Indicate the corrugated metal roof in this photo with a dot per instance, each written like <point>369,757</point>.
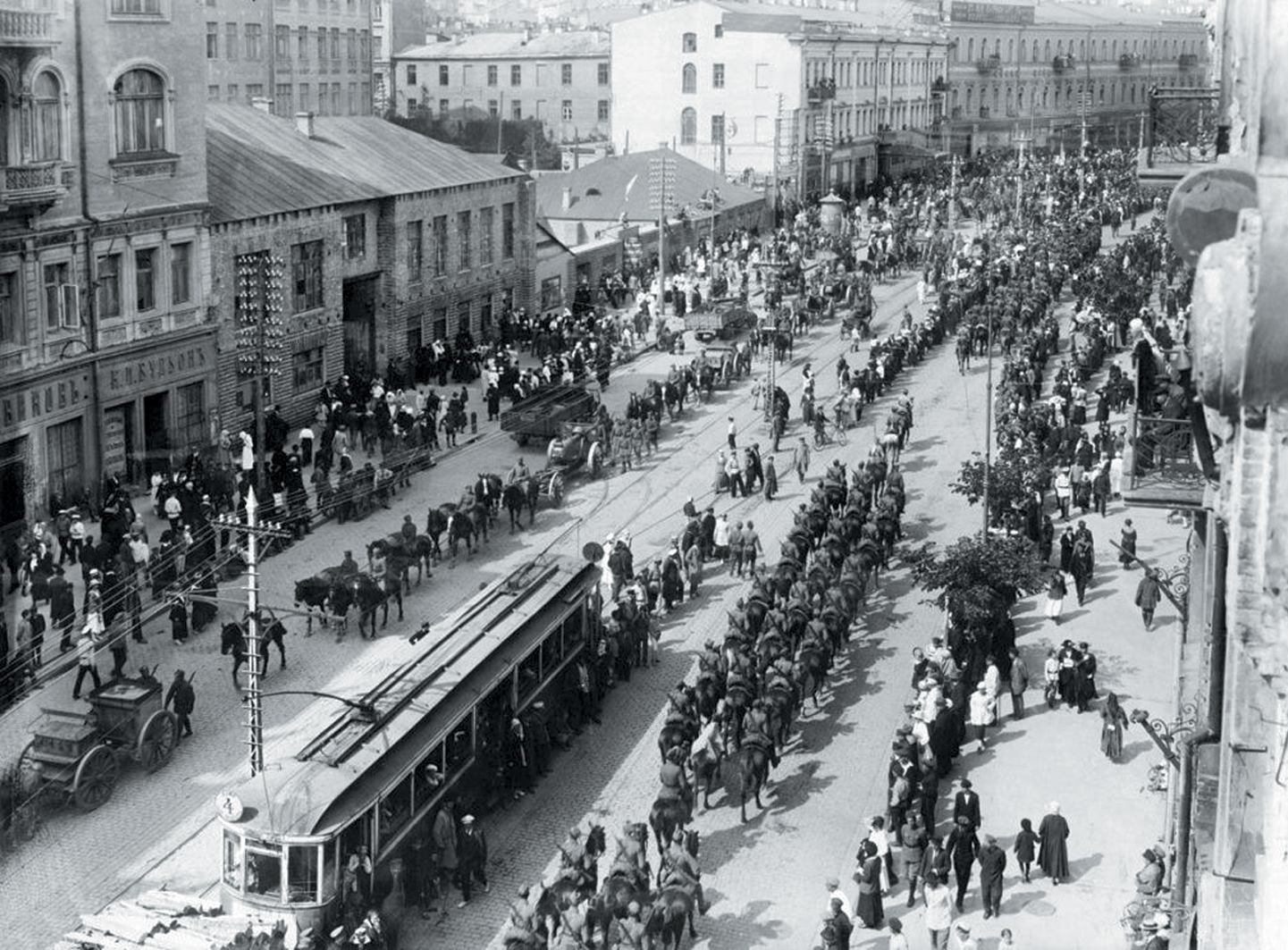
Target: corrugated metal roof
<point>599,189</point>
<point>259,164</point>
<point>513,46</point>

#### PROBLEM DESCRIPTION
Update the items by replacing "corrugated metal roof" with "sheet metal roof" wherever it occurs, leaving everything else unchanged, and omit the pictures from your answer.

#### REPLY TO THE TASK
Indicate the sheet metal roof in this photo with a dot per instance, each written like <point>369,757</point>.
Target: sheet metal roof
<point>599,189</point>
<point>259,164</point>
<point>513,46</point>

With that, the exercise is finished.